INSTRUCTIONS TO FOLLOW | In the entries that follow, which lines hold the string "woman"? List them.

LISTED RECORDS |
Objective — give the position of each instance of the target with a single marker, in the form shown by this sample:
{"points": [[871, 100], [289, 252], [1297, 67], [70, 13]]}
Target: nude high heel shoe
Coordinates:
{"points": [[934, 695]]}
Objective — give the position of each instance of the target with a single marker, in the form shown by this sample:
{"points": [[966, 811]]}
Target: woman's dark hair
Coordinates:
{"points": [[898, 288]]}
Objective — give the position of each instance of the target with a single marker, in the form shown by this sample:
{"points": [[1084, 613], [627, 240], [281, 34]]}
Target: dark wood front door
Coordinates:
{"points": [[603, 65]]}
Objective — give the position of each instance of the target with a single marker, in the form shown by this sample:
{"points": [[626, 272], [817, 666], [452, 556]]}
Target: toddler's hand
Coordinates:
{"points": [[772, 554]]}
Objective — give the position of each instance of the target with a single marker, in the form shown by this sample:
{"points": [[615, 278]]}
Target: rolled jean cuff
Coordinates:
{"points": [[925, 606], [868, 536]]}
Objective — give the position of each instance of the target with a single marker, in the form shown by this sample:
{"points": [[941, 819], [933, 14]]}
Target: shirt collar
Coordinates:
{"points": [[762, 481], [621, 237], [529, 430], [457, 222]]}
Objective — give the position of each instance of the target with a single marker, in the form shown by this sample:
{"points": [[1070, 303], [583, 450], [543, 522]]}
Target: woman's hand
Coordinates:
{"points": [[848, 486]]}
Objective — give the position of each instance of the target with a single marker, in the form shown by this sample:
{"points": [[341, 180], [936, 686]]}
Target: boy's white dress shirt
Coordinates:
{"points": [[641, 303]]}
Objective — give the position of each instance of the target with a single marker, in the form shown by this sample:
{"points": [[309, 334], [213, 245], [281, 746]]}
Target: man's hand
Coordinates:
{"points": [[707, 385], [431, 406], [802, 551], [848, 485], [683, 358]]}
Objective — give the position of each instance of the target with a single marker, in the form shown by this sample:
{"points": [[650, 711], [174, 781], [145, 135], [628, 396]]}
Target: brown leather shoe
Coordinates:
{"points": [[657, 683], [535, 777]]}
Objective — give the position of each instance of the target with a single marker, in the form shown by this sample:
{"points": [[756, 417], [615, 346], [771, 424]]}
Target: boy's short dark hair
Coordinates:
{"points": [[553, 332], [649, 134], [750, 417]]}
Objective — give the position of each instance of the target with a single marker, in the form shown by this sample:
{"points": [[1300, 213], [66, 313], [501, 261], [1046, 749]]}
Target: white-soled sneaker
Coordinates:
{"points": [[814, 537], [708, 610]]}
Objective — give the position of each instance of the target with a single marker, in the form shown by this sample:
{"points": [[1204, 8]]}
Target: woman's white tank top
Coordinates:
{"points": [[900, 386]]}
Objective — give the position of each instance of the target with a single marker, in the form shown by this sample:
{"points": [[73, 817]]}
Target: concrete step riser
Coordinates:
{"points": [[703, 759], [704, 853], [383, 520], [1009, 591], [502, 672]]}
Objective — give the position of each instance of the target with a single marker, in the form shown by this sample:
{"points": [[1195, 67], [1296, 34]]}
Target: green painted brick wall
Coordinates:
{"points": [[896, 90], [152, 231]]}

RESPONSE |
Target: woman's dark hair
Target: woman's hand
Target: woman's white tank top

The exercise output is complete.